> [EXTRAIT]:
┌──
Je vais faire encore une observation à la Chambre : oc n'est pas la première fois que dans de grands centres de population, où il se rend un nombre considérable d'électeurs campagnards, tous les bureaux ne procèdent pas toujours avec la même rapidité au dépouillement des bulletins ; il est arrivé ainsi qu'on a procédé à un scrutin de ballottage lorsque la plus grande partie des électeurs s'était déjà retirée.
Dans de pareilles conditions, le scrutin n'est plus l'expression certaine de la volonté des électeurs. Pour que le scrutin de ballottage soit sérieux, il faut que tous les électeurs puissent exercer leur droit.
Je me borne, pour le moment, à ces observations.
M. Liénartµ. - Messieurs, je ne viens pas demander l'annulation du scrutin de ballottage de Bruxelles, mais je tiens a faire pour l'avenir des réserves très formelles au sujet de ce scrutin de ballottage, commencé à 11 heures et demie et ainsi opéré nuitamment.
└──
> [DONNÉES]:
┌──
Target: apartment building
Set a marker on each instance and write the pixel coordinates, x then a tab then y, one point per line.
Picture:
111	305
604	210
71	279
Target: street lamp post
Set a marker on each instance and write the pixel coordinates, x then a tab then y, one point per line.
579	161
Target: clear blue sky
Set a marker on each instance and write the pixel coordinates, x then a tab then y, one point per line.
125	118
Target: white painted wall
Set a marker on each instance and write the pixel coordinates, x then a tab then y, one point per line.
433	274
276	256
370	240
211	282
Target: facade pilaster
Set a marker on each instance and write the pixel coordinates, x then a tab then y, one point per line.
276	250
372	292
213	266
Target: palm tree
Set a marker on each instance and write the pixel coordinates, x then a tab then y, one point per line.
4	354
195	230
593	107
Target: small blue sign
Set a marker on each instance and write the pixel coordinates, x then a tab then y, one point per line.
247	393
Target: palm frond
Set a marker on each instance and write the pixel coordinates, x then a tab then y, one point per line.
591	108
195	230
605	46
└──
> [EXERCICES À FAIRE]:
A - Indiquez si chacune des affirmations suivantes s'accorde avec l'extrait sur le ballottage, en répondant par oui ou par non et en citant les mots du texte qui tranchent. (i) Le dernier intervenant demande l'annulation du scrutin de ballottage de Bruxelles. (ii) Le scrutin de ballottage de Bruxelles a commencé à 11 heures et demie. (iii) D'après le premier orateur, tous les bureaux dépouillent toujours les bulletins à la même vitesse.
B - Prolongez l'extrait sur le ballottage à partir de sa dernière phrase.

> [RÉPONSES PAR EXERCICE]:
A -
(i) Non : « je ne viens pas demander l'annulation du scrutin de ballottage de Bruxelles ».
(ii) Oui : « commencé à 11 heures et demie ».
(iii) Non : « tous les bureaux ne procèdent pas toujours avec la même rapidité au dépouillement des bulletins ».

B -
L'on m'a assuré que, prévoyant, avant le jour des élections, l'éventualité d'un ballottage à Bruxelles, le plus grand nombre des présidents de bureaux avaient opiné pour la remise au lendemain ; seul ou presque seul, M. le président du bureau principal aurait annoncé l'intention d'y faire procéder incontinent, et vous savez que cette intention a été accomplie.
Mieux inspiré était l'auteur d'une circulaire ministérielle, en date du 7 juin 1836, que je tiens ici à la main et de laquelle j'extrais le passage suivant :
« On doit procéder au scrutin de ballottage dès que le résultat du premier sera connu, et se borner à laisser aux électeurs le temps de se rendre du local où se tient le bureau principal, dans ceux qui leur sont respectivement assignés... Toutefois, il faudrait, plutôt que de procéder au scrutin de ballottage à une heure de la journée qui obligerait à faire le dépouillement des votes pendant la nuit, renvoyer ce scrutin au lendemain. L'ajournement aurait, dans ce cas, moins d'inconvénients qu'une élection faite à la hâte et en l'absence de la plupart des électeurs. »
La circulaire ne s'occupe que des élections communales ; mais il doit en être ainsi a fortiori des élections générales qui appellent au scrutin des électeurs de plusieurs lieues à la ronde.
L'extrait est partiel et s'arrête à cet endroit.